* To do:
Please give an exact printout of the records, without any pictures.

* Available data:
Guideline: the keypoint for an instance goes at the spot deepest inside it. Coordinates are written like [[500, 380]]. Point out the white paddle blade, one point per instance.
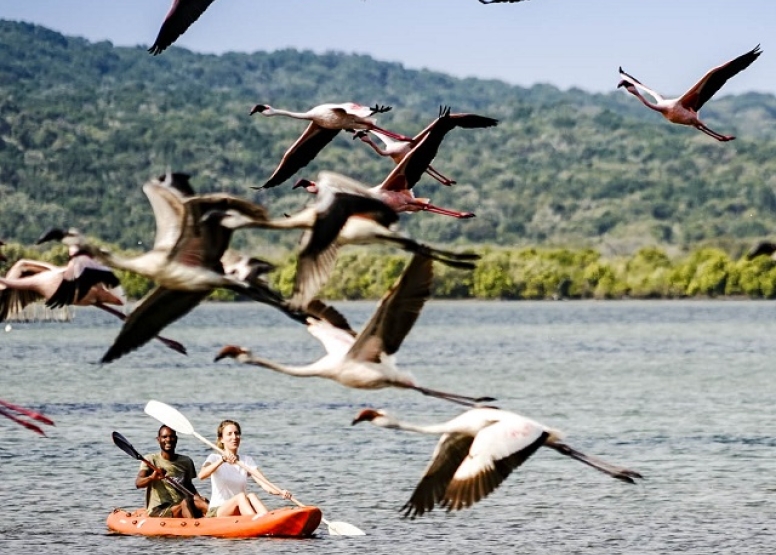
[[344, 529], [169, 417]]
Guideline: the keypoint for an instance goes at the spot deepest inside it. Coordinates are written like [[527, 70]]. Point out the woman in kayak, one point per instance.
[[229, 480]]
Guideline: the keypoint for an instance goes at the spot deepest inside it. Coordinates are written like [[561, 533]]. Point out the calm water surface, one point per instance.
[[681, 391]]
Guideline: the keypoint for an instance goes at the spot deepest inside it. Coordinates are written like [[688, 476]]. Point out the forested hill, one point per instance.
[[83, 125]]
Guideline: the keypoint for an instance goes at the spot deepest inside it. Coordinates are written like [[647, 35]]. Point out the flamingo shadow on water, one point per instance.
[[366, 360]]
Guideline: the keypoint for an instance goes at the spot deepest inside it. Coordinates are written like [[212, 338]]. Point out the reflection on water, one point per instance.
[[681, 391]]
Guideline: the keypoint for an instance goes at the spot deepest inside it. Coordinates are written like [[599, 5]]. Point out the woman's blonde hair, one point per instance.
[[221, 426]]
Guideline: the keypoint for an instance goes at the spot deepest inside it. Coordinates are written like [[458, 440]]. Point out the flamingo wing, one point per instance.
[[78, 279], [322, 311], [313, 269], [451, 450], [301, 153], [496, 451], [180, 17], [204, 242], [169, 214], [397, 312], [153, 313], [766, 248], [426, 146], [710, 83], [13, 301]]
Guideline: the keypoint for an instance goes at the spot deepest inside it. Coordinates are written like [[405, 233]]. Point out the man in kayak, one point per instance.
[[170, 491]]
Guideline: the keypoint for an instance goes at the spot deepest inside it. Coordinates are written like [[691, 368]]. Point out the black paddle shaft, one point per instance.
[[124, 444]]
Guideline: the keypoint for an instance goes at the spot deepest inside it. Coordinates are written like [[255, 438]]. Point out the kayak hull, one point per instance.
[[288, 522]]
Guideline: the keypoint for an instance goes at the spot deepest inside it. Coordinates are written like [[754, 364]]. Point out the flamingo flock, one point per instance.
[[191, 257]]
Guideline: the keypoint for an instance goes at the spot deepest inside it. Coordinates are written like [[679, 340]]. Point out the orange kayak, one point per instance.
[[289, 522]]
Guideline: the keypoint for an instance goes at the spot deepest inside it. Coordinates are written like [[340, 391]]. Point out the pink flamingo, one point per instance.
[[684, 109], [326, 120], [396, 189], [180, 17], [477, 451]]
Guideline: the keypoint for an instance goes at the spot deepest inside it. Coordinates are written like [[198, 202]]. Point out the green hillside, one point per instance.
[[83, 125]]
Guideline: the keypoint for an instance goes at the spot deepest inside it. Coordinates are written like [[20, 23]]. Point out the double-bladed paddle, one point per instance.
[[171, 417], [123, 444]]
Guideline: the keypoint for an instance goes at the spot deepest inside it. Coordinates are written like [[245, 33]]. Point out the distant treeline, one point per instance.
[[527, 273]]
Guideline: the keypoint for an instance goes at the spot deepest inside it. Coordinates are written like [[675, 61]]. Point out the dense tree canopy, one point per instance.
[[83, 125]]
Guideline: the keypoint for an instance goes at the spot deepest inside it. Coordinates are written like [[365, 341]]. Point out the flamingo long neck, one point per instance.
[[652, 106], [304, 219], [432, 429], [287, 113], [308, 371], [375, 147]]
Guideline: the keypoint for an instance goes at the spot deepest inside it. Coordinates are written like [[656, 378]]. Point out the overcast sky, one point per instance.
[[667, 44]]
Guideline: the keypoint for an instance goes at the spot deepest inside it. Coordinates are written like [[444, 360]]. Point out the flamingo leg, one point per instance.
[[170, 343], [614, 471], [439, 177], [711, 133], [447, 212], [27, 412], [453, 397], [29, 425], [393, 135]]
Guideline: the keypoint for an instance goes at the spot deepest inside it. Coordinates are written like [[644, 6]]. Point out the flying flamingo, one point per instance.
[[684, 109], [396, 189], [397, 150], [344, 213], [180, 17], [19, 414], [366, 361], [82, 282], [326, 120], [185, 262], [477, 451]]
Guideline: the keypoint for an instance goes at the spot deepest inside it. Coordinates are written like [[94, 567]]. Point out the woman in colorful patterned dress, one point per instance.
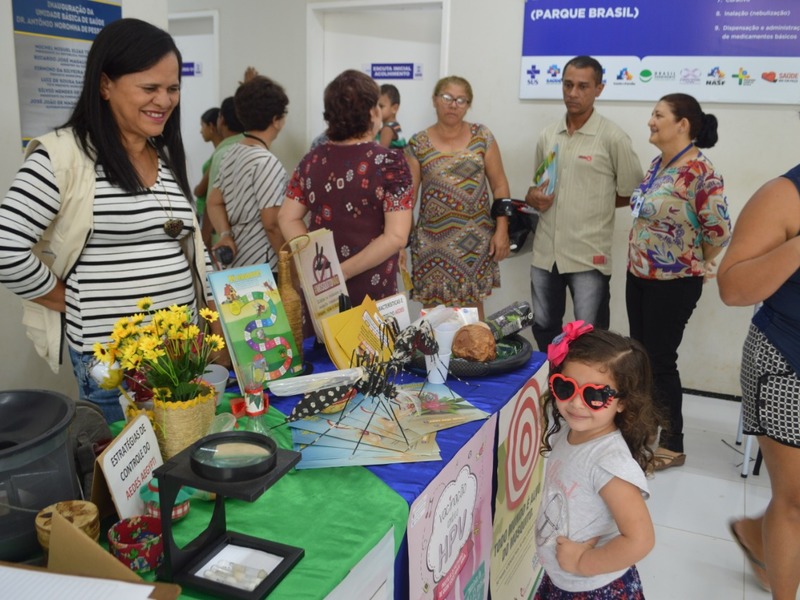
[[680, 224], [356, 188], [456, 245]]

* Solution to this task:
Guideline: the keypoint for an instance goes at the spot deepest inside it. Coordinates are written like [[500, 380]]. Point out the white paddle blade, one point per instance.
[[344, 529], [169, 417]]
Guideline: the keypoint for an instance goes at the spot deepest inside it. Coordinates are written like [[527, 70]]. Point out the woman in kayak, one point per instance.
[[229, 480]]
Guideline: the keypoint for an instance goes at the spot deepest inside it. Coordinates are written like [[561, 533]]. Point out the calm water surface, one point per instance.
[[681, 391]]
Guideline: the keypoint for an instance goes at the spot deepest inside it. Coordinates are written like [[688, 476]]. Point out the forested hill, one point per instance.
[[83, 125]]
Guideline: the keypoint for an instance goes at the spot deepest inside it. Coordinates are written like [[647, 35]]. Point out the flamingo shadow on water, one point per instance.
[[366, 360]]
Guideline: the keypoint for an instance goes at the spot deepest inside it. Coordinates are written like [[212, 338]]. Point out the reflection on water, one point per instance.
[[681, 391]]
Guideline: the keypoint for an instance goes at the spot deepest inside it. Coordinates are written like [[599, 5]]. Point out the woman's blonde hair, one point per instance.
[[221, 426]]
Guideline: the keypoint for an instance goes at the spot deepest inside it. Coordinates are written like [[458, 440]]. Point out the flamingo wing, one point per instance.
[[78, 279], [322, 311], [313, 269], [451, 450], [301, 153], [496, 451], [180, 17], [204, 242], [169, 214], [397, 312], [153, 313], [766, 248], [426, 146], [710, 83], [13, 301]]
Guideline: the keypoint for an instance goes at the spot deepest inside it. Coordinates are written like [[405, 233]]. Point out the man in kayak, one point per instance.
[[170, 491]]
Guideline: the keypoint for an instance goes at the spot deepest inside it. Coordinates are written like [[691, 368]]. Point out the black paddle shaft, one point per instance.
[[124, 444]]
Guideline: the keypoint for an instance goes at the spot deepest inside it. Coordinates are written like [[255, 438]]. Point out the kayak hull, one point per instance.
[[288, 522]]
Guideline: the keypoint for an instance goes at the spot deepest inside it. Coordinates are written like [[754, 364]]. Point out the flamingo flock, one point per instance.
[[191, 257]]
Guideline: the keypoint for an instance goes at the spot deepest inside it. Coordinates are written like [[679, 340]]. Point out the orange kayak, one point per instance.
[[289, 522]]
Guideline: the keypoint for an instance goes at the spot deepest inside it. Coordinates are written like [[340, 391]]. Point out the pink flamingo, one point per instance.
[[684, 109], [326, 120], [396, 189], [180, 17], [477, 451]]
Guideline: the keypoint for an instance goes at the spot deepest inside it. Coordinates are written like [[198, 202]]. Point out the green hillside, one point per instance.
[[83, 125]]
Guideline: the keypoint for an instance goes at the spot deepest inside it. Coordinates are written like [[20, 23]]. Point out the double-bladed paddle, one point per instance.
[[171, 417], [123, 444]]
Guideline: the keypoint for an instance goes at the spot deepest inside it. Coordinates are written like [[245, 33]]. Point out the distant treeline, one point per instance.
[[527, 273]]
Guideline: the keypoint for an instance goes at the spot deepest inside it. Coordinates are written like [[675, 61]]. Point out the dense tree canopy, one point per instance.
[[83, 125]]
Guideline: the keypoint for an instance goes at the spot deepest inside it. Coordinates are written like [[365, 341]]. Point out the flamingo long neck, one point per instance.
[[652, 106], [304, 219], [432, 429], [287, 113], [308, 371], [375, 147]]
Guideline: the keypoint for an instance goes at the spot deepest inside it. Coordinates are written like [[656, 378]]. Point out the overcast sky, one point per instance.
[[667, 44]]
Guideline: the keypoint for an instance goes at the spot deepest inside it. Coordinates are written like [[444, 360]]. Point out the flamingo leg, one point per instance.
[[170, 343], [614, 471], [439, 177], [711, 133], [447, 212], [27, 412], [453, 397], [29, 425], [393, 135]]
Guideline: the keypoint for an instance goes at the spot deepest inside it. Coordinates are written like [[644, 6]]. Point out the flying flamingo, one point per instance.
[[684, 109], [396, 189], [397, 150], [344, 213], [180, 17], [19, 414], [366, 361], [82, 282], [326, 120], [185, 262], [477, 451]]
Guideline: the keypoint for an instance goes at the spot deepest inside it. Coordinates are written like [[94, 567]]. Point out the woman in colorful patterned dress, one point per instance.
[[680, 224], [356, 188], [456, 245]]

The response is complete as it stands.